__Exercise__:
Rewrite every line of the data below. Multiply each coordinate in the answer points by 1.45 and round to the nearest whole number, rounding halves up. Leave the coordinates inside the "Quickstart" lines unchanged.

──────── Given records ────────

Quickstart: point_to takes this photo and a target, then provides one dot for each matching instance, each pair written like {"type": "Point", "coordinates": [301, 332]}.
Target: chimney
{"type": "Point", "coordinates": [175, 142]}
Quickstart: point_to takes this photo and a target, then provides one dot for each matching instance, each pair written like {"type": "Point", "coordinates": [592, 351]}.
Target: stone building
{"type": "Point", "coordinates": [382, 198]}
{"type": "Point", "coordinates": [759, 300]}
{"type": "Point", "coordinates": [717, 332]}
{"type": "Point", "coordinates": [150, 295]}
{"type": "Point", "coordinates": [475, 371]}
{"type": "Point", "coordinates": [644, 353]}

────────

__Solution to the problem__:
Quickstart: point_to takes this photo and a target, then provides one dot for each matching instance, each pair written like {"type": "Point", "coordinates": [301, 332]}.
Target: chimney
{"type": "Point", "coordinates": [254, 206]}
Quickstart: point_to takes this photo and a target, then provides one dot for each matching instance, each pair written like {"type": "Point", "coordinates": [592, 351]}.
Target: stone building
{"type": "Point", "coordinates": [554, 287]}
{"type": "Point", "coordinates": [1101, 435]}
{"type": "Point", "coordinates": [1040, 481]}
{"type": "Point", "coordinates": [218, 428]}
{"type": "Point", "coordinates": [689, 538]}
{"type": "Point", "coordinates": [934, 512]}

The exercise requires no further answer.